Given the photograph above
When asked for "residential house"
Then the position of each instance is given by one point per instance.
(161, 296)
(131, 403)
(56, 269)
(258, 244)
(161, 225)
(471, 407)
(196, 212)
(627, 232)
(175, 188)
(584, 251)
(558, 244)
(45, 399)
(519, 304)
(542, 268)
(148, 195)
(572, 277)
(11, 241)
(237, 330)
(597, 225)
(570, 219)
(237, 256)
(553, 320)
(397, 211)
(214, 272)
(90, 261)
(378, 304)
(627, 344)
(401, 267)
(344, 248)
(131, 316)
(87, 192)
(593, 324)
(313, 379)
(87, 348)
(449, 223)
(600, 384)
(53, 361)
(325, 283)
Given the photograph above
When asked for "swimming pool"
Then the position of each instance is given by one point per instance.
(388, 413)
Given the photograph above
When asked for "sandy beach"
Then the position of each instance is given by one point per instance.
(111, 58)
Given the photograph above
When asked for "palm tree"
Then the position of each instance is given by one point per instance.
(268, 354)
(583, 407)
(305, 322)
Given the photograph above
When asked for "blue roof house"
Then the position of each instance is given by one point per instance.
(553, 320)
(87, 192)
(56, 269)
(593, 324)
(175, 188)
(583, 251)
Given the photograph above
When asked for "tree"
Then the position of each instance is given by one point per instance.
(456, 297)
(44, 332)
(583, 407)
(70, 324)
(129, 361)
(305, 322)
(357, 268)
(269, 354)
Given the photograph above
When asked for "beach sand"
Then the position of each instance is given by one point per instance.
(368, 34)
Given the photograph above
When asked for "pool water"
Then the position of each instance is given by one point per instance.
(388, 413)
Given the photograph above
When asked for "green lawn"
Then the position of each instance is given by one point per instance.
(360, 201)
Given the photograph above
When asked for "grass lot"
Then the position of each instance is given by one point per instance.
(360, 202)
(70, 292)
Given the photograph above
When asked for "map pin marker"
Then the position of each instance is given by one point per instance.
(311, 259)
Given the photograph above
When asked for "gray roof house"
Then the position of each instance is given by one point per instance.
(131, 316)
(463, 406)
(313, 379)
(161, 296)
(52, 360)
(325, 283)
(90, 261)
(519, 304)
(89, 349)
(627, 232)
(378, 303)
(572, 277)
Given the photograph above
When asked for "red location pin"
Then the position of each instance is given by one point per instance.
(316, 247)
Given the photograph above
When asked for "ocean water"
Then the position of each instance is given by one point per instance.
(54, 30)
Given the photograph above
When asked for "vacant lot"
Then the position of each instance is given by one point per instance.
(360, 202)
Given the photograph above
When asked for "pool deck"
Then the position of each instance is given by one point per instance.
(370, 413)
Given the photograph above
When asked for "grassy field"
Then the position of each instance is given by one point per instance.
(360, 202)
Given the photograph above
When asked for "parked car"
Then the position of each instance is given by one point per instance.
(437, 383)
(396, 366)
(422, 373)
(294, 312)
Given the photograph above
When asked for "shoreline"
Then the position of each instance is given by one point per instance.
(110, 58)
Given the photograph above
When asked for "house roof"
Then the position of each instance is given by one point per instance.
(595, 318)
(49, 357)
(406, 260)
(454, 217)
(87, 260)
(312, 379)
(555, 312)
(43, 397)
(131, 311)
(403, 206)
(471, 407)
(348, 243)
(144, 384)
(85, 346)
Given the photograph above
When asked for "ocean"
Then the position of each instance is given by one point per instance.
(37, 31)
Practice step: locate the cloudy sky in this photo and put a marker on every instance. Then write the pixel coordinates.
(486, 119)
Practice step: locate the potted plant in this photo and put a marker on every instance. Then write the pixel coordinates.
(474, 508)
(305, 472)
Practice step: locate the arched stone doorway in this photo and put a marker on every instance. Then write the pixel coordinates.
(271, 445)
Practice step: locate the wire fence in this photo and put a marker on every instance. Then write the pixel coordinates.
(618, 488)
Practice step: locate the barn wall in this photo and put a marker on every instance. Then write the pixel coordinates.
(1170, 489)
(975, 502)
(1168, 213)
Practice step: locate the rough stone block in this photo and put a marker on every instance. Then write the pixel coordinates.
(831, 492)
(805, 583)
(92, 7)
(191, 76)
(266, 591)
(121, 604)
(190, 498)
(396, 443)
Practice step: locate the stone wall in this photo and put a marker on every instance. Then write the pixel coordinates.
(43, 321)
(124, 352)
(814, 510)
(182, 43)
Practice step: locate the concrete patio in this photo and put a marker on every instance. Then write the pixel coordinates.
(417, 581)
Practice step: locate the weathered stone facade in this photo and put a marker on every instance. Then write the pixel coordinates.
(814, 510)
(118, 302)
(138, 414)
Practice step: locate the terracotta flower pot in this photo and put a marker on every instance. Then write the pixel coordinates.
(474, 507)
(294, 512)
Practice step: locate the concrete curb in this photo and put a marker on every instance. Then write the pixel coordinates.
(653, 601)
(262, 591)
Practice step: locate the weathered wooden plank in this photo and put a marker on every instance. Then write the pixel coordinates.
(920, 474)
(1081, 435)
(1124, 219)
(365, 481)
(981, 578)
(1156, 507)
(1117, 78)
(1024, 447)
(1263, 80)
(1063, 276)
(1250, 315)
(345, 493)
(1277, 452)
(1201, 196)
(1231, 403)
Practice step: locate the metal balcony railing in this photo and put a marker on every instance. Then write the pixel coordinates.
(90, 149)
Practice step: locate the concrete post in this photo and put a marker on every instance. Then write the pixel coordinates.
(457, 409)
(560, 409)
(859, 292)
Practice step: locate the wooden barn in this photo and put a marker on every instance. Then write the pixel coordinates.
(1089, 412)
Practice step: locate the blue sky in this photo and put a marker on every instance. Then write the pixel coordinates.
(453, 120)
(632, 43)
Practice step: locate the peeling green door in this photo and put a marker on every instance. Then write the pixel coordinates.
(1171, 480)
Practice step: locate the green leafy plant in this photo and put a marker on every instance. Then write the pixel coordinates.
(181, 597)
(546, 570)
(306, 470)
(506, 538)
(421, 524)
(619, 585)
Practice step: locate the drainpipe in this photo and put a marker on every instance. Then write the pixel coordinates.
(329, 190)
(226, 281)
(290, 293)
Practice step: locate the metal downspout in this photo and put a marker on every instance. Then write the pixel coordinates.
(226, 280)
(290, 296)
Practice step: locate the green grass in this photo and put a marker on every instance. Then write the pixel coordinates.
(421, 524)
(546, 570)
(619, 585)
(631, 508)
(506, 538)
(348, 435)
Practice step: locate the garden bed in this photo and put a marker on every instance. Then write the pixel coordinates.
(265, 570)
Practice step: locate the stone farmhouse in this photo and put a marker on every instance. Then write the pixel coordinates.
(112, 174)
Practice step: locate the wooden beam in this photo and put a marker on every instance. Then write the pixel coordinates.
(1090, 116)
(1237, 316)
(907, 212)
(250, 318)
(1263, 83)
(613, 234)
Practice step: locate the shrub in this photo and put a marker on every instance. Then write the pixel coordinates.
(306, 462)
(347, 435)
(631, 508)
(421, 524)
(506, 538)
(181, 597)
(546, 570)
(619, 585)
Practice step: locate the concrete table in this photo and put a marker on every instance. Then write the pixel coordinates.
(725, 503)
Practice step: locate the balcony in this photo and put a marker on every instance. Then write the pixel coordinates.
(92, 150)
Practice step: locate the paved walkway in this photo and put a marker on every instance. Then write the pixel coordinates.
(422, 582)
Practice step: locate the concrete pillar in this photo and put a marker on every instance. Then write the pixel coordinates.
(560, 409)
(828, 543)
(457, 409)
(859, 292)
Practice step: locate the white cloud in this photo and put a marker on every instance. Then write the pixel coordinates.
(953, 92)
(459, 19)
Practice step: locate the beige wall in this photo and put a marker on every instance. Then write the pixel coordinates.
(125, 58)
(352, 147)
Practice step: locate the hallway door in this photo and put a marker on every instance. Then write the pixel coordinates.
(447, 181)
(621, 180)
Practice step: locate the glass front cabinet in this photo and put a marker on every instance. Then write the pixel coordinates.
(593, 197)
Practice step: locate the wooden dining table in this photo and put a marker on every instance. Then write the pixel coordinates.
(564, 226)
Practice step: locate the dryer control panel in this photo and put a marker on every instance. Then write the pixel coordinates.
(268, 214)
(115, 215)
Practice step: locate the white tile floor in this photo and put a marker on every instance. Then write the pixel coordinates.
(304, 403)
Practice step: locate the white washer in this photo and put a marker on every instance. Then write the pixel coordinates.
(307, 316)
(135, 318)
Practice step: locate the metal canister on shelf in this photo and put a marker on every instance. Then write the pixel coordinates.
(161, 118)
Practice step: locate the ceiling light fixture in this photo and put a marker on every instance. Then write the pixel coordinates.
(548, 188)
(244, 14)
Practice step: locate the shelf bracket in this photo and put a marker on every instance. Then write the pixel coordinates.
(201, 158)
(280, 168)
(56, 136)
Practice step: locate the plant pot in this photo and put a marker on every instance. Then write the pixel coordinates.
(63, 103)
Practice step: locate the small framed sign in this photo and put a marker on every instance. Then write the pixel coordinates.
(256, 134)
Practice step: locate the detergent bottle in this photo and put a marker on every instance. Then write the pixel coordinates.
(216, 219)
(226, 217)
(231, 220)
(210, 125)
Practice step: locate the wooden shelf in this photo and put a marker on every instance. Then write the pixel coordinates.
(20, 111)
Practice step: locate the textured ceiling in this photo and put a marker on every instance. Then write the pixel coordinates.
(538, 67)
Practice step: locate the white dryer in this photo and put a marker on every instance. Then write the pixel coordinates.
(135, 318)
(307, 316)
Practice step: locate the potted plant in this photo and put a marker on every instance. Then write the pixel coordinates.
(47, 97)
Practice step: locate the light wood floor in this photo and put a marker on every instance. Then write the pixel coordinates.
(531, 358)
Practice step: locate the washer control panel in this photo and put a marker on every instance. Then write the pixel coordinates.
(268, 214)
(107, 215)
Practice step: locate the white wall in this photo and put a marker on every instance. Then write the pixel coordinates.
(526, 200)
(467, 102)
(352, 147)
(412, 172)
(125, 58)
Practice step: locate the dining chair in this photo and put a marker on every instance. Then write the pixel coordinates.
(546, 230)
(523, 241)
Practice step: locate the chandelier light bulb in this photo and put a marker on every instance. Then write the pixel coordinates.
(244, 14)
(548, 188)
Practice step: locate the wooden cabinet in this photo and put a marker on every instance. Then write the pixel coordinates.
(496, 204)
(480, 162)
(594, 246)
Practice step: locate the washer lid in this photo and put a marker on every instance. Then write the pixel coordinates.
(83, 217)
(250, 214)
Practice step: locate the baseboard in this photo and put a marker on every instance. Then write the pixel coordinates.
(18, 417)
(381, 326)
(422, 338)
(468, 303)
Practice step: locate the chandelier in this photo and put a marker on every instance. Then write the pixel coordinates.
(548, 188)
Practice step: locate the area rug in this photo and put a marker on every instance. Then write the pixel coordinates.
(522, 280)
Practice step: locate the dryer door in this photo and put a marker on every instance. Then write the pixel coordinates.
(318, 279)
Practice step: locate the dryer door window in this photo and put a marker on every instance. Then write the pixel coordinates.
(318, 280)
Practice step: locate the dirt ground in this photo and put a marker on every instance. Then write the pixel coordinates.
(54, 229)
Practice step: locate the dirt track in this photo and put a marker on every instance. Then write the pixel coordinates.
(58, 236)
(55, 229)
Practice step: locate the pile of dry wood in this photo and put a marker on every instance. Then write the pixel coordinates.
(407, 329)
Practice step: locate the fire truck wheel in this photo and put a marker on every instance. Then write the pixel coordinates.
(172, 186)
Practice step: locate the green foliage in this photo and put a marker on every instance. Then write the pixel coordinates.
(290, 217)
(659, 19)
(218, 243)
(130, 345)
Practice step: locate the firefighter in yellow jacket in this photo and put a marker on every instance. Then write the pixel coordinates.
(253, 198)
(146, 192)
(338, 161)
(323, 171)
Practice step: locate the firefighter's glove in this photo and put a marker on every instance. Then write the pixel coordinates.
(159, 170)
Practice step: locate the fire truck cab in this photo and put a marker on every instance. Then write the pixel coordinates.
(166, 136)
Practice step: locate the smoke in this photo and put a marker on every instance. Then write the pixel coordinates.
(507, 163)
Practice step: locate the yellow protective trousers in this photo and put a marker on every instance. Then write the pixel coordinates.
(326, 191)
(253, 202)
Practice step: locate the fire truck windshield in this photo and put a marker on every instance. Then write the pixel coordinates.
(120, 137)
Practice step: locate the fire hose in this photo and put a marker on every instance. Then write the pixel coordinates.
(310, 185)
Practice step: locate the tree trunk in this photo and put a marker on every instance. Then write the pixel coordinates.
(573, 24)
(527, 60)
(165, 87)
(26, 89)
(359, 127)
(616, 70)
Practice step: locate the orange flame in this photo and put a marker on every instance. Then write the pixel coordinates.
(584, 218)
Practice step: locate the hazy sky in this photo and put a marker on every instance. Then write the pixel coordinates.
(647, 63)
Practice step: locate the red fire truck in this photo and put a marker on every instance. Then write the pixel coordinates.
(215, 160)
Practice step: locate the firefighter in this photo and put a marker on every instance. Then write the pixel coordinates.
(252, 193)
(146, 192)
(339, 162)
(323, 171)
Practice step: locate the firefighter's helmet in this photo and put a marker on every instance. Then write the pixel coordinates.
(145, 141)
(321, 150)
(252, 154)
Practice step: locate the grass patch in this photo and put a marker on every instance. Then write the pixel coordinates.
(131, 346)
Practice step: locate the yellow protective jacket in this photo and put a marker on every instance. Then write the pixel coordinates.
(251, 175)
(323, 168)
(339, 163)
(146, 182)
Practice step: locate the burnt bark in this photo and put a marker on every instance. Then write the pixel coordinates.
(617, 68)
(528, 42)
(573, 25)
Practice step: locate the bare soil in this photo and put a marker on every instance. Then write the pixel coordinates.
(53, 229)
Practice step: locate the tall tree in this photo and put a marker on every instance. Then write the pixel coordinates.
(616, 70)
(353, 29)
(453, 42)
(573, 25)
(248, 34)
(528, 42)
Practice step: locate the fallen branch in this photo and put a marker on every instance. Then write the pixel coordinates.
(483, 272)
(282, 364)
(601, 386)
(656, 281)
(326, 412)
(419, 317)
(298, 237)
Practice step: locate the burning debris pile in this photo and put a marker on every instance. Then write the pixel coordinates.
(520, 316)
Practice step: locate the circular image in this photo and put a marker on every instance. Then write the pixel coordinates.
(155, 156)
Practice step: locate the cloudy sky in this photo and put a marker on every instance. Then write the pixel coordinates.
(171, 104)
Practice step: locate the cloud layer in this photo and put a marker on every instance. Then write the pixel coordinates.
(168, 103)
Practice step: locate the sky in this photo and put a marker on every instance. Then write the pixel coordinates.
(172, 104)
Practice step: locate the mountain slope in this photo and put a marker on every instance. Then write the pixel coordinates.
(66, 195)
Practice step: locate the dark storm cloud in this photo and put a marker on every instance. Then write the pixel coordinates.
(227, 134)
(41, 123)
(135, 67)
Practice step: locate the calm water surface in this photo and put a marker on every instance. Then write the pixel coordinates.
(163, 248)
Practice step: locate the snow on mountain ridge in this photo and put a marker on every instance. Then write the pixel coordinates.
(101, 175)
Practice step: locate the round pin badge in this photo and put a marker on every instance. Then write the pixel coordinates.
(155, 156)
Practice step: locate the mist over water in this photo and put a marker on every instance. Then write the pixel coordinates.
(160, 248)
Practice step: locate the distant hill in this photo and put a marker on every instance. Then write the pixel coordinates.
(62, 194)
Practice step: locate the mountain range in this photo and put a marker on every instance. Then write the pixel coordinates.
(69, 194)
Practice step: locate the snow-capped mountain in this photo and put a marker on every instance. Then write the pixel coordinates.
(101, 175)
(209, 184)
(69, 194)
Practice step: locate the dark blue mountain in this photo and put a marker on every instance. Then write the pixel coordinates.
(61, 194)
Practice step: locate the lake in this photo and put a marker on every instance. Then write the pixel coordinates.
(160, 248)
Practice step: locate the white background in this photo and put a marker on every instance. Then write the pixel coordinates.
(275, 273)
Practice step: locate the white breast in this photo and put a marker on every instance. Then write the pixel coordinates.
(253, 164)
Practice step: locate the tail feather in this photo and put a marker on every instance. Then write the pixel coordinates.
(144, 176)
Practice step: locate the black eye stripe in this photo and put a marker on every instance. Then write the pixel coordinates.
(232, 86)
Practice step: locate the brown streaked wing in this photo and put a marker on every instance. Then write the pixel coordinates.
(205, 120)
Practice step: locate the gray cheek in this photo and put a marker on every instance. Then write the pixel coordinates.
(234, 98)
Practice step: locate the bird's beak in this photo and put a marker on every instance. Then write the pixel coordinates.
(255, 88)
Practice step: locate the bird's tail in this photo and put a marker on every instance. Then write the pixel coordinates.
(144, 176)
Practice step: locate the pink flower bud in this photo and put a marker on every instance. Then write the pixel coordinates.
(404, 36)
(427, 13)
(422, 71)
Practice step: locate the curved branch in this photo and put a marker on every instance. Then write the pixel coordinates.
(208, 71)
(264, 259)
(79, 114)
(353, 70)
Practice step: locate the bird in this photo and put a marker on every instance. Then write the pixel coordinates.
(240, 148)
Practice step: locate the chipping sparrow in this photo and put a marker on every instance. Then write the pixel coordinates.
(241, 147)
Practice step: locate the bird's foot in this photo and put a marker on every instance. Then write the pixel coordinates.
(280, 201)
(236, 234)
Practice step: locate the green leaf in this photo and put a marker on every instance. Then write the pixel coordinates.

——————————

• [TASK GOAL]
Select every line of the material above holding the word "ocean" and copy it.

• [EXPECTED ANSWER]
When asked for "ocean water"
When asked for "ocean"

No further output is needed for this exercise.